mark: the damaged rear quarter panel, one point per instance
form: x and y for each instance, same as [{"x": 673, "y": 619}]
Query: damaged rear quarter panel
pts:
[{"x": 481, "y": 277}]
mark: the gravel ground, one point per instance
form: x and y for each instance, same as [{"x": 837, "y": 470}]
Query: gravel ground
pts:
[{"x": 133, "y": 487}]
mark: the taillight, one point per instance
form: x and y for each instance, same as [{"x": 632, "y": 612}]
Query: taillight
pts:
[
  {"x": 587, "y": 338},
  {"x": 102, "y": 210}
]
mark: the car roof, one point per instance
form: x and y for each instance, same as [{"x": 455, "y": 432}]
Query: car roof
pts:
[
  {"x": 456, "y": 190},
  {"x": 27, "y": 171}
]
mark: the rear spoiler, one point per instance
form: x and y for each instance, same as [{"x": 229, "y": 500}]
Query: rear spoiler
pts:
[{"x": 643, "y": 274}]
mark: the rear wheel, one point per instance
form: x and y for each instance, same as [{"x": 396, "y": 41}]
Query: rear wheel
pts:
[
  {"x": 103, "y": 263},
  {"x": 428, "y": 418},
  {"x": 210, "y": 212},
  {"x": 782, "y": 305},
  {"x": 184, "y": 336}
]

——————————

■ **Task to complete**: Every line from the first entry to the line containing "mark: the gravel" should be transcribed exactly, and nothing beyond it.

■ **Result for this task**:
mark: the damaged rear quarter panel, one point per instance
form: x and y for each instance, same as [{"x": 673, "y": 619}]
Query: damaged rear quarter panel
pts:
[{"x": 481, "y": 277}]
mark: the gravel ground, one point per instance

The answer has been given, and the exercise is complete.